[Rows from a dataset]
────────────────────

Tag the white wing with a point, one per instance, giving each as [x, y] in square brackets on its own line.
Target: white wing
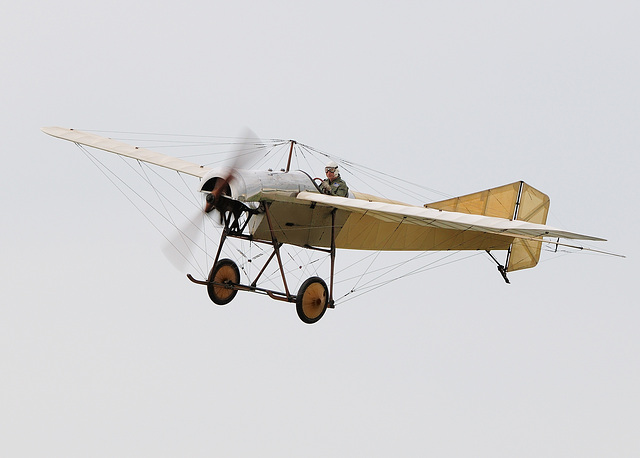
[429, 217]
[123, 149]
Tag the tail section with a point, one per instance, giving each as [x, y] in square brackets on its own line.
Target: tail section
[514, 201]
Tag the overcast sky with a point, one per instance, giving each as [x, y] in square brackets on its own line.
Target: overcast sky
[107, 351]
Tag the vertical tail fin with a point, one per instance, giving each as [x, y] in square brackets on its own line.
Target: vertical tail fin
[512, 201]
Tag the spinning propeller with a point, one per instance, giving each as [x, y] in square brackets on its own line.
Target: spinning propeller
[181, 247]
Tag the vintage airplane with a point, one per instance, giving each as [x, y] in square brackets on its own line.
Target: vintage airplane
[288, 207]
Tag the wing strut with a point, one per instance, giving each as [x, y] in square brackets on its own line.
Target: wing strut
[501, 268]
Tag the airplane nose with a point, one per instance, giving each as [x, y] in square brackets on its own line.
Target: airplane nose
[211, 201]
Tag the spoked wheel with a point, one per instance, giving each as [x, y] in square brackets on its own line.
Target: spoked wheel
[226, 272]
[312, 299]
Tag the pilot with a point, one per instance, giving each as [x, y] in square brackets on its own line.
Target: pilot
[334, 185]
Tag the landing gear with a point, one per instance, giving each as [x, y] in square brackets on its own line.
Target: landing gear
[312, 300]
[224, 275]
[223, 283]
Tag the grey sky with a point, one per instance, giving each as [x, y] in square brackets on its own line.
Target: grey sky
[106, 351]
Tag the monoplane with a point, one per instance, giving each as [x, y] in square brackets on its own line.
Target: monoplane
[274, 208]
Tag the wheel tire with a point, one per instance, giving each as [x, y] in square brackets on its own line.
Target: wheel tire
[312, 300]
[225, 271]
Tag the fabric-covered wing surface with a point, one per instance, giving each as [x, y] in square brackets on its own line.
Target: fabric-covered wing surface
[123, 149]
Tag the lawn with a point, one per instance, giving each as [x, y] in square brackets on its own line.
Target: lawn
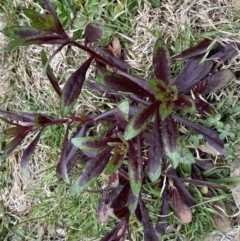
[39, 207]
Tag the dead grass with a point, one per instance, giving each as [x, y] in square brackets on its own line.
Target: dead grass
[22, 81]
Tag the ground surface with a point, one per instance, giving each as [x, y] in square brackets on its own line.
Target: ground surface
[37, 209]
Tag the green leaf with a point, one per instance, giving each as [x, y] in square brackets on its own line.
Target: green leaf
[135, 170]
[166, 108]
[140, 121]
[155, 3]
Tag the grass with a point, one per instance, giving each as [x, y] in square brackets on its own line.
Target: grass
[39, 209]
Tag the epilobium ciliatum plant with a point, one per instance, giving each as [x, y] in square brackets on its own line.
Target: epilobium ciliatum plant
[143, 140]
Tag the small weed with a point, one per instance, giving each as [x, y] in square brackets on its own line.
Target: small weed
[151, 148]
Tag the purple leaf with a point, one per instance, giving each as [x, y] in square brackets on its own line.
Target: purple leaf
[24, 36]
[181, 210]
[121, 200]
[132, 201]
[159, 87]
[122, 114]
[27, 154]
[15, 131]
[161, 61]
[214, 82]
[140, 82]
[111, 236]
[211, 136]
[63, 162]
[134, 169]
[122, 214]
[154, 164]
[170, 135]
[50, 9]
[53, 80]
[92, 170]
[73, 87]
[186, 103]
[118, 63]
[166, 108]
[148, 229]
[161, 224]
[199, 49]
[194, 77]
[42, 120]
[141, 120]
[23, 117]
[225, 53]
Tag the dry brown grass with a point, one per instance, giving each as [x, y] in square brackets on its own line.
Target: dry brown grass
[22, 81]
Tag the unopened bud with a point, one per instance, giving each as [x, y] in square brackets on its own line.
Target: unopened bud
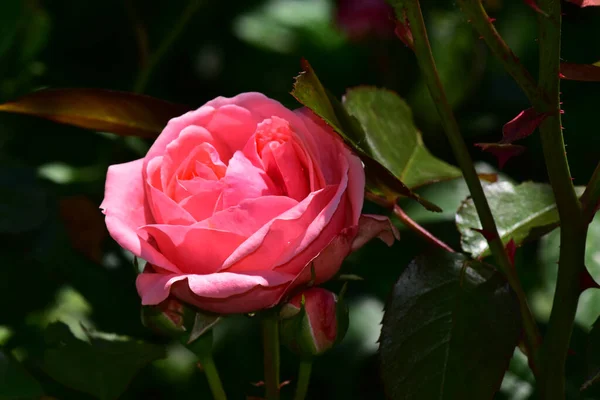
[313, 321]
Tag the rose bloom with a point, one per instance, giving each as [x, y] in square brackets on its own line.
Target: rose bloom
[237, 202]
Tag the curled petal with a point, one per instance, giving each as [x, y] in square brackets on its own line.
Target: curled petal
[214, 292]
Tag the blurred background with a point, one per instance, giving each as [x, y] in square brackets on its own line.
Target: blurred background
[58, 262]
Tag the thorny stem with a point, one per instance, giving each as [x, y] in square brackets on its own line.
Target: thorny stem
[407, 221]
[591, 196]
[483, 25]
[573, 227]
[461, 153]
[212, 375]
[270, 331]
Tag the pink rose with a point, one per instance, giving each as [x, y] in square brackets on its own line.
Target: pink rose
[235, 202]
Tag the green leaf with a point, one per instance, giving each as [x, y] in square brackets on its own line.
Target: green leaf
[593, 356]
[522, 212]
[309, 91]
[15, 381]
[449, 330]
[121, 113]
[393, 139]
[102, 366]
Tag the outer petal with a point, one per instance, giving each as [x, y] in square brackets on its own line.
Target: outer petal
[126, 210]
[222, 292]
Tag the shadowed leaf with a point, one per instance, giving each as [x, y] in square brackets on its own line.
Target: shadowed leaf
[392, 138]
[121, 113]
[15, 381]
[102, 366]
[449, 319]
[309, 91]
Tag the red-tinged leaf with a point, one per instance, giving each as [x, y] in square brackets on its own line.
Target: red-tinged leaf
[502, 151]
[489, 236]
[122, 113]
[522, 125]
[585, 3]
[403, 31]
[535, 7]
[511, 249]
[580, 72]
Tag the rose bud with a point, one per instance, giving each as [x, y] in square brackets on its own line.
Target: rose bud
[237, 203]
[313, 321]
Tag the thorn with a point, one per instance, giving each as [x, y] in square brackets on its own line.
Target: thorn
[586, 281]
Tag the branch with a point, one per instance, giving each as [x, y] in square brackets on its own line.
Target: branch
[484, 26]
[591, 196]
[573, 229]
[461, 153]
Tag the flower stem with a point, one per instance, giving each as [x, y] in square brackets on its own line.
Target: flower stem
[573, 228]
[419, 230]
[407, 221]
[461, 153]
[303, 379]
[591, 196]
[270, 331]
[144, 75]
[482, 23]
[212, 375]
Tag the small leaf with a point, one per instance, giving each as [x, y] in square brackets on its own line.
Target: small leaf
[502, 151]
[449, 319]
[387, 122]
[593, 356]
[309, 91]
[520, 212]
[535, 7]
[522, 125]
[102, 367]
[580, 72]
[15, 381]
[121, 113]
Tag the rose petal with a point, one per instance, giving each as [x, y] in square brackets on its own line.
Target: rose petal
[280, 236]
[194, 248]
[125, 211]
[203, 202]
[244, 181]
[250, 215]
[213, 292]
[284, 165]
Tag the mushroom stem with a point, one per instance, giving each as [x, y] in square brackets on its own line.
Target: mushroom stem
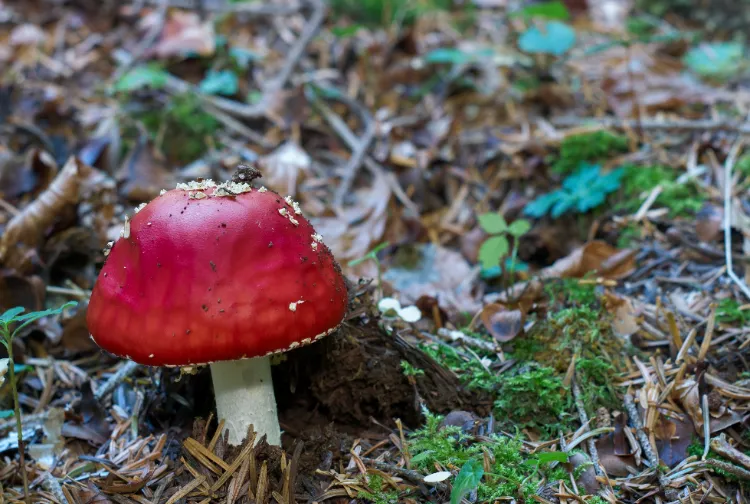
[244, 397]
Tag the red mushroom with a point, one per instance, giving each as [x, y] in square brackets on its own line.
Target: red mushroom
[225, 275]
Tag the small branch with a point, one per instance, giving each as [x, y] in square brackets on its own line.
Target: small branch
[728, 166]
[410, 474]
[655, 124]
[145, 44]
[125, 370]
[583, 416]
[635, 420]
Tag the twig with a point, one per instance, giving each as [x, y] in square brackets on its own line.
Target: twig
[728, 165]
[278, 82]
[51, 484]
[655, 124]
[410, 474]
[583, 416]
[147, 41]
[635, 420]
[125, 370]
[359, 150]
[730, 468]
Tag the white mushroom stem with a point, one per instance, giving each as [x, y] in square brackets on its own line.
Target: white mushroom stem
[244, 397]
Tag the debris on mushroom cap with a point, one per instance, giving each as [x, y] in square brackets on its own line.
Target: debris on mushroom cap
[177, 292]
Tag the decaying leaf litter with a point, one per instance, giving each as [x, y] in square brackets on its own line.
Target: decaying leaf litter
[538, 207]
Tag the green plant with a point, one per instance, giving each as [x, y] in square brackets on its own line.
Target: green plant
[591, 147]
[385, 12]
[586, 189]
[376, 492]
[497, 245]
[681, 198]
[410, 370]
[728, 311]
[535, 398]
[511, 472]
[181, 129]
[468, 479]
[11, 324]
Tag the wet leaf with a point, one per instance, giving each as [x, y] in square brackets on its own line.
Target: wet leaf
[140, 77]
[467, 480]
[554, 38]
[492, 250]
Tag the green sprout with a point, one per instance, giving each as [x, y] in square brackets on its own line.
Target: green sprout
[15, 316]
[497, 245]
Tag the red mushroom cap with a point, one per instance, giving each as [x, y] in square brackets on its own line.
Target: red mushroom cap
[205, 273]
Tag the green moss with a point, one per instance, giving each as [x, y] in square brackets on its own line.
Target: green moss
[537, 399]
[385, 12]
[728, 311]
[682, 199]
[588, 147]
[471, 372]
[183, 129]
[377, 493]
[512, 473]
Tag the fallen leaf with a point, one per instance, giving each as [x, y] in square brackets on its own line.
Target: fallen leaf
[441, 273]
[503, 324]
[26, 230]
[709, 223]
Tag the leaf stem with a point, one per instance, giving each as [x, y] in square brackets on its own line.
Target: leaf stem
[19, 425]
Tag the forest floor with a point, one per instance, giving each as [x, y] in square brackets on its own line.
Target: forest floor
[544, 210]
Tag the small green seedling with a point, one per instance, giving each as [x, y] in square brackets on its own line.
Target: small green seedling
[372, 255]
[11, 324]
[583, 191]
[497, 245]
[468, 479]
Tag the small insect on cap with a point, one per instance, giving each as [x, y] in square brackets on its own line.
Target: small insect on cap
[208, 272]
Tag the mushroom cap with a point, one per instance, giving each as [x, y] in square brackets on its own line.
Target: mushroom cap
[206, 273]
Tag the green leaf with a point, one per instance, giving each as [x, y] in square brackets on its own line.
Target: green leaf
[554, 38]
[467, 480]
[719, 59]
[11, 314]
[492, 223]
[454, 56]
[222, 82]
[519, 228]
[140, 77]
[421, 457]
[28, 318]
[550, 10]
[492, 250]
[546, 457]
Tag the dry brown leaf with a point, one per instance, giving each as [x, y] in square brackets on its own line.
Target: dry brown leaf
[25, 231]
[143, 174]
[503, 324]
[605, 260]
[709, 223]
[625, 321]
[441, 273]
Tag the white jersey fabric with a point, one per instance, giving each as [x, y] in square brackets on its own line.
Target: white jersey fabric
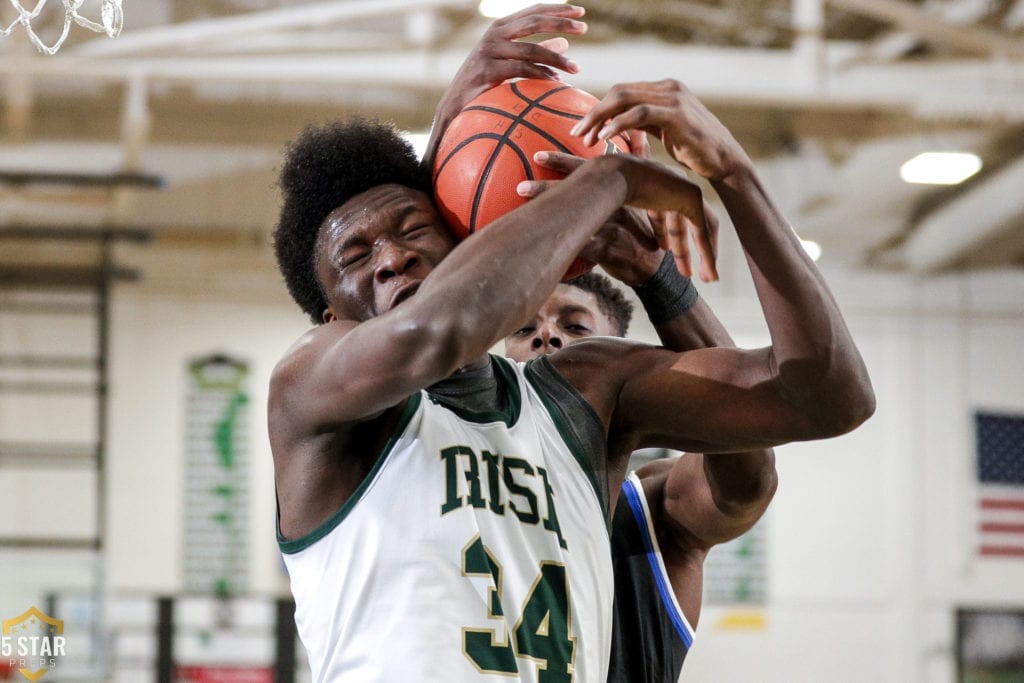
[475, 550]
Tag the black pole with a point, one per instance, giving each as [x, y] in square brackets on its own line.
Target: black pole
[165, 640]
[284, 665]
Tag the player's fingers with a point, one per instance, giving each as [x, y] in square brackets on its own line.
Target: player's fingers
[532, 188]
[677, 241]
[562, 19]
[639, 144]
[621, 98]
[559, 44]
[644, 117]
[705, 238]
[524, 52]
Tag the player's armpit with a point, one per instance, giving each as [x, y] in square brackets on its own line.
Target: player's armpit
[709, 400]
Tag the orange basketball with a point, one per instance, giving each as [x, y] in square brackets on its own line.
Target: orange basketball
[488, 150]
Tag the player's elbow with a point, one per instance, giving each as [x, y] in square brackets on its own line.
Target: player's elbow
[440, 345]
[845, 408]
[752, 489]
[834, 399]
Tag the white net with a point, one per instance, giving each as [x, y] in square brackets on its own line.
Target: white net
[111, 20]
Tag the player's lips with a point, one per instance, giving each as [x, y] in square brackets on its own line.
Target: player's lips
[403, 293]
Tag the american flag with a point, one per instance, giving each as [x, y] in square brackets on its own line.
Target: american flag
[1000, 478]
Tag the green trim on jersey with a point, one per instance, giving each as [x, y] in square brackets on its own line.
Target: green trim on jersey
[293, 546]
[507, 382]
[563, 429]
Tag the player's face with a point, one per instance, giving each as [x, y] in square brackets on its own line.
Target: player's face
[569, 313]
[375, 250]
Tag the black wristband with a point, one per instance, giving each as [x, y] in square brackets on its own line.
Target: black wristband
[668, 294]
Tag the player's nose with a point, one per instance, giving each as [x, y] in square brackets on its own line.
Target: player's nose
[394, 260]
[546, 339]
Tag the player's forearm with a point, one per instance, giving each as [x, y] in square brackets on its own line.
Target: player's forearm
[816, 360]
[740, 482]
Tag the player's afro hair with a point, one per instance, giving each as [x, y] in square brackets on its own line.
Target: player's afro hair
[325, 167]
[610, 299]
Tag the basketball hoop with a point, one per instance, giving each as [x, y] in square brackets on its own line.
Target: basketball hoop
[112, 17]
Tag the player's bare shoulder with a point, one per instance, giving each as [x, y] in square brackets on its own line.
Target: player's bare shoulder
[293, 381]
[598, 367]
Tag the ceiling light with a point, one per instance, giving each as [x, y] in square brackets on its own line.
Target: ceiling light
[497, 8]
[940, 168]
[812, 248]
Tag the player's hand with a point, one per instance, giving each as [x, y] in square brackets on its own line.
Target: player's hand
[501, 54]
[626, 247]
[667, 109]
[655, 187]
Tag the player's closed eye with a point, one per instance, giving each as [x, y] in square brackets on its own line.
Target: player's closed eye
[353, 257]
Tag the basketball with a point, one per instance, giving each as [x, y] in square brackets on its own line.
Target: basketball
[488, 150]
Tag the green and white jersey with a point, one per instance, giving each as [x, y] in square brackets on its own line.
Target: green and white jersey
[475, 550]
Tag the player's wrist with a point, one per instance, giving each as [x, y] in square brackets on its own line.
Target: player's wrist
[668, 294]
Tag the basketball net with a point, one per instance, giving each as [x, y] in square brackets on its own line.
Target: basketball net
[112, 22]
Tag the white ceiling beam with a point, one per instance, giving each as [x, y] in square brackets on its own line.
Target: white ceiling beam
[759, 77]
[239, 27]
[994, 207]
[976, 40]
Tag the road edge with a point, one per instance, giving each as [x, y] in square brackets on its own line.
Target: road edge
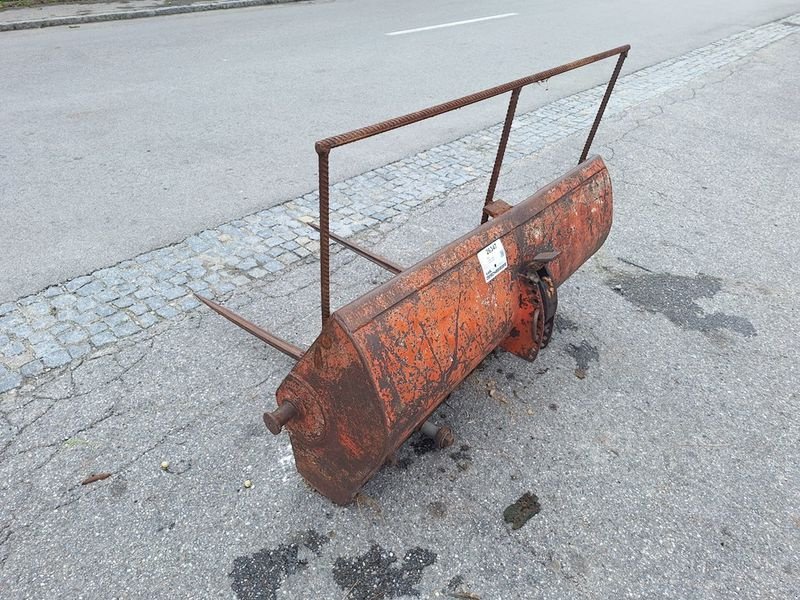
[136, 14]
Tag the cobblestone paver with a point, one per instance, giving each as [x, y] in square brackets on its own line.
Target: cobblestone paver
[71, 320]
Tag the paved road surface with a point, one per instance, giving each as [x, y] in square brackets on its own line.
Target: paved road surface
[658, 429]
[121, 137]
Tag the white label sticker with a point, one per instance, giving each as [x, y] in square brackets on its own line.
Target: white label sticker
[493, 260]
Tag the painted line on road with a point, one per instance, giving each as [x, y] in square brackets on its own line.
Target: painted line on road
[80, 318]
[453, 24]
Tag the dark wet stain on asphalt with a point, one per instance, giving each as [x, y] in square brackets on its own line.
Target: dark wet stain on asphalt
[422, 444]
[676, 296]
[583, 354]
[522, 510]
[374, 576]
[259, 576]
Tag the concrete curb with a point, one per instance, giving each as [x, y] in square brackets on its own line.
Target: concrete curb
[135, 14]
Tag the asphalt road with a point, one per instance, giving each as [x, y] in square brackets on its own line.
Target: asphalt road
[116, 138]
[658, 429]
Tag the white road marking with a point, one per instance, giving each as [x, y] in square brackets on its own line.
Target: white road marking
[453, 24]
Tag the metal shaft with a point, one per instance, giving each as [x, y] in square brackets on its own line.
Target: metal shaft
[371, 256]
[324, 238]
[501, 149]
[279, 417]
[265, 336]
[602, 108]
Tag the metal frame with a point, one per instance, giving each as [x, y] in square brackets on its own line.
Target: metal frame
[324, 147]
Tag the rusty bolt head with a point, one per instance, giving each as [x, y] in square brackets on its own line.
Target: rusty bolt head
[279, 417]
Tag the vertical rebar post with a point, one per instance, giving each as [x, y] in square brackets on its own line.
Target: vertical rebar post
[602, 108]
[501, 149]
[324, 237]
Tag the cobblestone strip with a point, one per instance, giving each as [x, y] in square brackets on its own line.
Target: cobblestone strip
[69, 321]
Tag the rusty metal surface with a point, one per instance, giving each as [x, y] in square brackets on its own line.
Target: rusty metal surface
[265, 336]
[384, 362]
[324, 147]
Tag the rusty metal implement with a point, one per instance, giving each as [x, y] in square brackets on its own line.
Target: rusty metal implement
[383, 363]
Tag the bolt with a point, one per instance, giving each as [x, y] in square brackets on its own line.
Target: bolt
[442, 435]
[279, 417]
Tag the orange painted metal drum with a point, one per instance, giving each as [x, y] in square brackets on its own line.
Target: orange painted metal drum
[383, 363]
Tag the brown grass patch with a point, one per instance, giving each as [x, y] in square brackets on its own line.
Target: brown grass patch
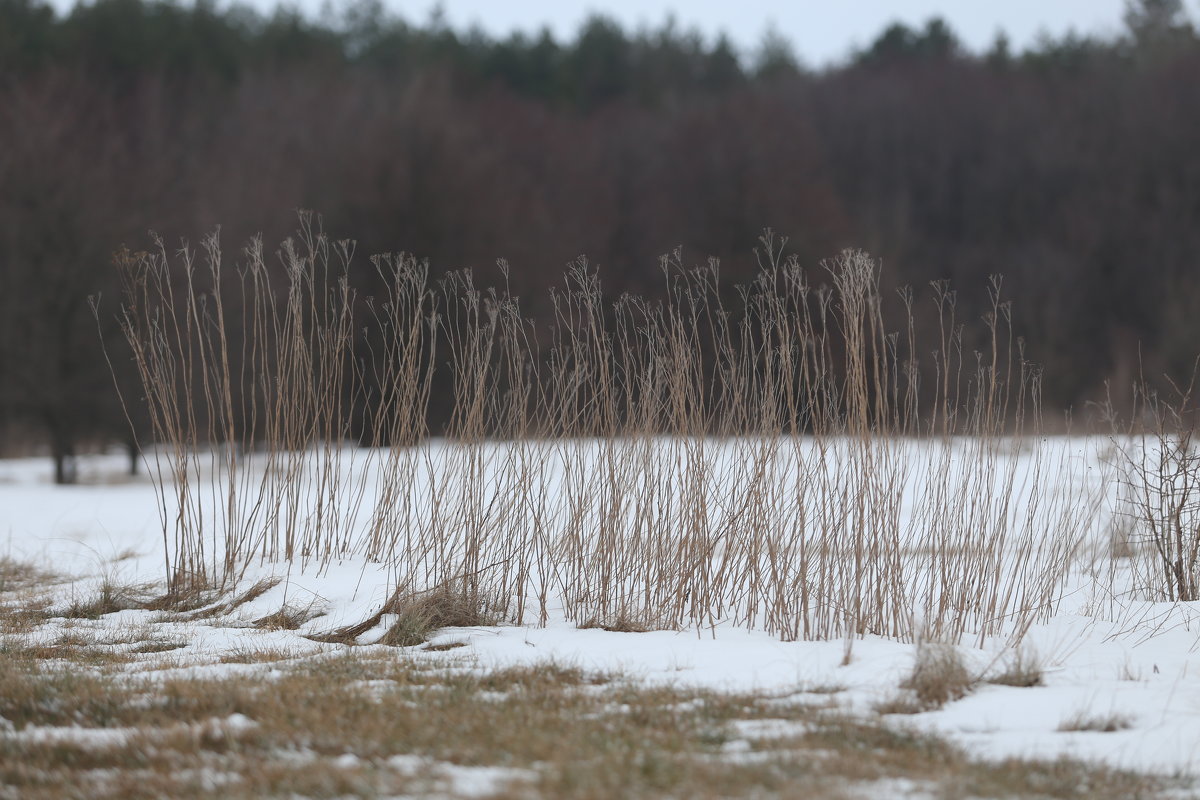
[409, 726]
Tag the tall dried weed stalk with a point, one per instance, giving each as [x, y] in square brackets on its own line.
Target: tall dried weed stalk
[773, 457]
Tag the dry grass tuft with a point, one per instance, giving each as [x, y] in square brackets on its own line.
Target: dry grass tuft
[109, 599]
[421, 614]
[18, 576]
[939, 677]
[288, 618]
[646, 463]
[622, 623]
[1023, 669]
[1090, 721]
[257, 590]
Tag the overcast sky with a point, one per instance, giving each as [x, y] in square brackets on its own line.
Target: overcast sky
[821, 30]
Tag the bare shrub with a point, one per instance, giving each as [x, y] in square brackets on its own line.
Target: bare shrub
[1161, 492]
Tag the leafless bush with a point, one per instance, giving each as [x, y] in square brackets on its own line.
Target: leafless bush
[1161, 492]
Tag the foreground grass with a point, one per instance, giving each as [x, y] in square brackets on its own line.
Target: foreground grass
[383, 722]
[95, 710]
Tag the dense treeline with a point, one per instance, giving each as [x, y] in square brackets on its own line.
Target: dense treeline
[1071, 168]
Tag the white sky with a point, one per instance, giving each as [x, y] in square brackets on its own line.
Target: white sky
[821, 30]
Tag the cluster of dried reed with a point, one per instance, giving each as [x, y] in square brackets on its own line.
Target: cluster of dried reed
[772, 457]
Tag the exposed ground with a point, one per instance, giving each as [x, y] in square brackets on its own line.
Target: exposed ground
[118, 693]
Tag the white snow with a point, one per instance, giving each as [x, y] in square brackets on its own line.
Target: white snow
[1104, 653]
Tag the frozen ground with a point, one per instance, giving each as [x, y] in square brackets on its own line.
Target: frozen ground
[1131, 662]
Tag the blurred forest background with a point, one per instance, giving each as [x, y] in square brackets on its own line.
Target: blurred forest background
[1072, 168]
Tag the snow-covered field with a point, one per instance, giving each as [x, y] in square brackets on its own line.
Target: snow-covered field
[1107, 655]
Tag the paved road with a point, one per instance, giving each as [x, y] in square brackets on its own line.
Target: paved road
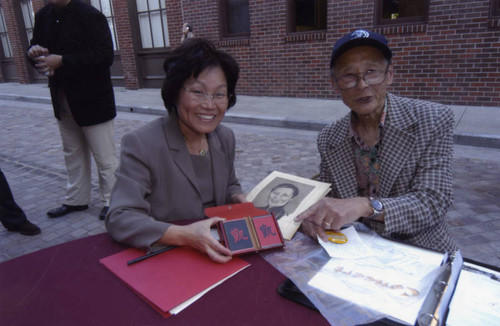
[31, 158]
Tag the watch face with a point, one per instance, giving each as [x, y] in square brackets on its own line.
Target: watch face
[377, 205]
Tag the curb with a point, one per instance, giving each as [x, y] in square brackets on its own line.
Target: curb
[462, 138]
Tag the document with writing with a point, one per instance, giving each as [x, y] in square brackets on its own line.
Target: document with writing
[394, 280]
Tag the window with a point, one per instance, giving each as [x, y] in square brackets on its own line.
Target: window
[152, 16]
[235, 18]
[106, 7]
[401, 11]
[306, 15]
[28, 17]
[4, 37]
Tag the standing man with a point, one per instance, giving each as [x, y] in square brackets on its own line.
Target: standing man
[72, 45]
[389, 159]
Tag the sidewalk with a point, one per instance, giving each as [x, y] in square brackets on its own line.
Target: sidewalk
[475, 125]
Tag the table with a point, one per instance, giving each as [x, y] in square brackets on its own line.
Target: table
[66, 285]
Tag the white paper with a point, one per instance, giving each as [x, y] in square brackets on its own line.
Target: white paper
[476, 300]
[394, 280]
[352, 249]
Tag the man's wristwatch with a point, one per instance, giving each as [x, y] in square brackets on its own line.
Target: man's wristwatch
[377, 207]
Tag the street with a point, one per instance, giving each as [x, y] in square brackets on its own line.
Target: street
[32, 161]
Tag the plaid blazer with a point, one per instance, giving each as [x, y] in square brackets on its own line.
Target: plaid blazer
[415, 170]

────────────────────

* [EXERCISE AIM]:
Rewrite the items above from the line containing "Tag the street" through the end of the items, changing "plaid blazer" to "checked jacket" and leaving everything else unchanged.

* [EXERCISE RESPONSE]:
Tag the street with a point, one per instance, giving each as [x, y] in square brackets on its own line.
Target: street
[32, 161]
Tag the checked jacket with a point, one per instance, giving each as [x, y] in square brackets on its own line.
Target: checked jacket
[415, 170]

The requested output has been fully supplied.